> [INSTRUCTIONS TO FOLLOW]: Please give the lines from the first one through the line with "(1256, 787)" as a numbered list, leaving out any blank lines.
** Start **
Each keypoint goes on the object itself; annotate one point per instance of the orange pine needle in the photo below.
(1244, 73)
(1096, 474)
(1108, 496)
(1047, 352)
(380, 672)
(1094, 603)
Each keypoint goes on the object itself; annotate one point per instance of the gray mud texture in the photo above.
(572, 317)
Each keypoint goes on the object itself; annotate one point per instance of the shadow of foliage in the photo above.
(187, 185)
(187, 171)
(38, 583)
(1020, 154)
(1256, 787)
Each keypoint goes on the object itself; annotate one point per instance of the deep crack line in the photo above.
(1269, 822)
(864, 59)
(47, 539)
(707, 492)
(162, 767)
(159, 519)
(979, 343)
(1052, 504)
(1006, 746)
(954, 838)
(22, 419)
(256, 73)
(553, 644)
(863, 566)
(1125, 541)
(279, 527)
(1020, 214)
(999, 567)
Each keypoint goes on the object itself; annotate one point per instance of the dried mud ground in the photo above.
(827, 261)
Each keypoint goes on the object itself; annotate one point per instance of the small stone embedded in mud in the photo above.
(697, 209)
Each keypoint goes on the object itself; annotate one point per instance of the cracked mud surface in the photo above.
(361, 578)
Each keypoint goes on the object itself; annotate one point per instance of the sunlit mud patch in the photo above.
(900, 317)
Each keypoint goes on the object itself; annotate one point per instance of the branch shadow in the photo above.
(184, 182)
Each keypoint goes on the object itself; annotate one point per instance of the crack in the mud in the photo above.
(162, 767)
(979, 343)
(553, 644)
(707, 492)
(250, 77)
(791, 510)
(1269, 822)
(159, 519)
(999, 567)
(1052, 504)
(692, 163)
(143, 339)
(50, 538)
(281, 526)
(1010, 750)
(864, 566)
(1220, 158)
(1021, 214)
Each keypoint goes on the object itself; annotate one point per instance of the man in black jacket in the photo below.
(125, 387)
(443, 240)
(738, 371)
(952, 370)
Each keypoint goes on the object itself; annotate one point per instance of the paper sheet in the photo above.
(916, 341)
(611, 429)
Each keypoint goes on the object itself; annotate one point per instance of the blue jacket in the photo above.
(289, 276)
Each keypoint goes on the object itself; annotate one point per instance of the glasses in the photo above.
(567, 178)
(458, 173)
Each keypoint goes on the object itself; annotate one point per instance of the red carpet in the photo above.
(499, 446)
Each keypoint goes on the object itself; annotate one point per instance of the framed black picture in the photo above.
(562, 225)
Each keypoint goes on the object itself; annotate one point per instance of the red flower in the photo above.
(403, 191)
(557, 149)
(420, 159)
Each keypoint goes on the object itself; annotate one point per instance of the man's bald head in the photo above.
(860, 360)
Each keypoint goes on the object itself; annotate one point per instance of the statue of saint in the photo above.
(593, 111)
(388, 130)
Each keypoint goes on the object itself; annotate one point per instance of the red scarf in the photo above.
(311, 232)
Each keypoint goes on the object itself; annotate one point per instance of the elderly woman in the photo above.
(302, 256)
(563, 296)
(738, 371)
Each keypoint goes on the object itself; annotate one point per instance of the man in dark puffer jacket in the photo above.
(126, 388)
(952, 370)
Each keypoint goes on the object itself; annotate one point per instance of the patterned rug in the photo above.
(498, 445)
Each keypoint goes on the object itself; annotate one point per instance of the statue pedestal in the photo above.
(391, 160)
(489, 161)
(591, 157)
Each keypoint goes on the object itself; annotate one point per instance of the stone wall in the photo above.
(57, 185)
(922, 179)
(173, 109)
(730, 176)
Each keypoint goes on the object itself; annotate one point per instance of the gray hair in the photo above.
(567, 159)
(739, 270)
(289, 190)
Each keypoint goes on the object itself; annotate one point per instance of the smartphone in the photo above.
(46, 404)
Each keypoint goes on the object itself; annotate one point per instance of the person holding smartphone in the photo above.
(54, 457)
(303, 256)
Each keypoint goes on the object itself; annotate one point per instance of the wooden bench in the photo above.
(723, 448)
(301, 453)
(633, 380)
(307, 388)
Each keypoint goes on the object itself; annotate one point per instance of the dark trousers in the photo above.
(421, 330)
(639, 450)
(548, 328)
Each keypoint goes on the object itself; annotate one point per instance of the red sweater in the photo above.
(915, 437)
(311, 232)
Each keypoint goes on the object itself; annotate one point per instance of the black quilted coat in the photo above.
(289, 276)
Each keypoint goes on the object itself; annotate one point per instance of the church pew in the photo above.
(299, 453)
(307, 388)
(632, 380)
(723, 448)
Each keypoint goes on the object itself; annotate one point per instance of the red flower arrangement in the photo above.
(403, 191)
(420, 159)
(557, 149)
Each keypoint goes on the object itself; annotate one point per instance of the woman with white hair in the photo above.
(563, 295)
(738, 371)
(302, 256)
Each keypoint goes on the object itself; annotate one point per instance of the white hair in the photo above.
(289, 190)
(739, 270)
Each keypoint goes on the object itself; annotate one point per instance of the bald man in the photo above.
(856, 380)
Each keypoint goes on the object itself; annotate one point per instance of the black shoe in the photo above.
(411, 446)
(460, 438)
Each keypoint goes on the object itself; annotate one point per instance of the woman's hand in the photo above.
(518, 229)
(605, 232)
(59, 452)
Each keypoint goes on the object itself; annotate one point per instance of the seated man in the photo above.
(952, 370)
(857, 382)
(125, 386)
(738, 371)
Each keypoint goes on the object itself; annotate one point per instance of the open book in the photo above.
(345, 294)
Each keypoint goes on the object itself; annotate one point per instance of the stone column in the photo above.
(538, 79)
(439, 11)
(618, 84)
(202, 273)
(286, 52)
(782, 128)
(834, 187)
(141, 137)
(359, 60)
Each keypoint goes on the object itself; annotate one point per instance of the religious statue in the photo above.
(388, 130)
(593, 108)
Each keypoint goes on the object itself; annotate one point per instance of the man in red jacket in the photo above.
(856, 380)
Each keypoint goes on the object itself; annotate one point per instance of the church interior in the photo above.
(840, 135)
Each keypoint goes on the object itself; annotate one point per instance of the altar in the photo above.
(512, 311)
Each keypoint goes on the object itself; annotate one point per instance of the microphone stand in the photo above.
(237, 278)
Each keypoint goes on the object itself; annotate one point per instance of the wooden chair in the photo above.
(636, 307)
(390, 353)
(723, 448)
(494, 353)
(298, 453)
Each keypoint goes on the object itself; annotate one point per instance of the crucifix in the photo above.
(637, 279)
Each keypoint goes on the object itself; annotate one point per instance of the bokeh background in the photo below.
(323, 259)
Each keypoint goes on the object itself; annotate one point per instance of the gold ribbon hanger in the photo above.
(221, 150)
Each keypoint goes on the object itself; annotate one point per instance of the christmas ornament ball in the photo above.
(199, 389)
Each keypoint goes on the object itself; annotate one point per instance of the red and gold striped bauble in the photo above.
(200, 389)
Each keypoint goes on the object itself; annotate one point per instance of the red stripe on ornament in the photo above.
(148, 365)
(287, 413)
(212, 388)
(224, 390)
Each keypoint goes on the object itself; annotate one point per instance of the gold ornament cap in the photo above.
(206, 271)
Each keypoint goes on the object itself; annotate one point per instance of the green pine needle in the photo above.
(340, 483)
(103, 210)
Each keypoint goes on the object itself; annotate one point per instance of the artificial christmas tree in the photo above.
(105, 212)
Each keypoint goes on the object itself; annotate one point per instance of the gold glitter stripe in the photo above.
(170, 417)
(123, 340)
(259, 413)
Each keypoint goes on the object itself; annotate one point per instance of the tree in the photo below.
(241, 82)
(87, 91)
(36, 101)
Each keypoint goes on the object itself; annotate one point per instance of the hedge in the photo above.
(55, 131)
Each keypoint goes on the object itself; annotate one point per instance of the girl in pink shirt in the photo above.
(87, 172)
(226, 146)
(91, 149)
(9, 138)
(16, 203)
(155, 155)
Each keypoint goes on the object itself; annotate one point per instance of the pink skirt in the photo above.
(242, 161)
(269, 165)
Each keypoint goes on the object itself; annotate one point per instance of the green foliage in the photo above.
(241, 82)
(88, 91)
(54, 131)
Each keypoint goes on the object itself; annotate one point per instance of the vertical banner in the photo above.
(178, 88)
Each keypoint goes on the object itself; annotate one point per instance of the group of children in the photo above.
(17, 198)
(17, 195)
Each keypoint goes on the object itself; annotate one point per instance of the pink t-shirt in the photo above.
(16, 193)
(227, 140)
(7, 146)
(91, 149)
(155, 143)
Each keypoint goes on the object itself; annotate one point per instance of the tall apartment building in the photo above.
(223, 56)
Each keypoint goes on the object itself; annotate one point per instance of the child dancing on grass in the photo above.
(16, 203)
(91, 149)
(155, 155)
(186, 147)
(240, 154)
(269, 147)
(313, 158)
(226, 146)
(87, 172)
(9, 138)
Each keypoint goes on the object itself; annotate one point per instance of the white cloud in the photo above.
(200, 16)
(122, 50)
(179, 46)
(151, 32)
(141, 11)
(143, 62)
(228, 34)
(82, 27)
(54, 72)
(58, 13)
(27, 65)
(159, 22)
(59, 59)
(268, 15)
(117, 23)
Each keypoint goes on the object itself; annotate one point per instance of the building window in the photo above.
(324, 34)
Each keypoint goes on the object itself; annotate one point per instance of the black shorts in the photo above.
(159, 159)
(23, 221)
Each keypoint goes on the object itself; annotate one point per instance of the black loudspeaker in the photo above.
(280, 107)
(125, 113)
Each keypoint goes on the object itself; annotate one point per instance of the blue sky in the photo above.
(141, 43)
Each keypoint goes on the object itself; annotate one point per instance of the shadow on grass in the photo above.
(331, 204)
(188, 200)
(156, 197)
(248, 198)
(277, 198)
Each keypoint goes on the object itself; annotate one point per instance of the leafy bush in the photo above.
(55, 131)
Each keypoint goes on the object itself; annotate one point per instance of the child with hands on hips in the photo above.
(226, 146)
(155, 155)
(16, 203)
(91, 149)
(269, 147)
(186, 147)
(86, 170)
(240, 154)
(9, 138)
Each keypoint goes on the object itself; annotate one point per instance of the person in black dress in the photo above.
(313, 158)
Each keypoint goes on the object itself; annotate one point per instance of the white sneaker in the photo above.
** End **
> [REPLY]:
1. Each keypoint goes on the object itself; annotate one point per instance of the orange pine needle in the photo below.
2. (1244, 73)
3. (1096, 474)
4. (1108, 496)
5. (1047, 352)
6. (380, 672)
7. (1094, 603)
8. Each keypoint goes on the object itself; annotate one point per instance of the gray mud texture in the photo above.
9. (572, 317)
10. Each keypoint goes on the object itself; annotate one point per instance of the shadow of foliage in the photo above.
11. (187, 185)
12. (187, 171)
13. (38, 583)
14. (1020, 154)
15. (1256, 787)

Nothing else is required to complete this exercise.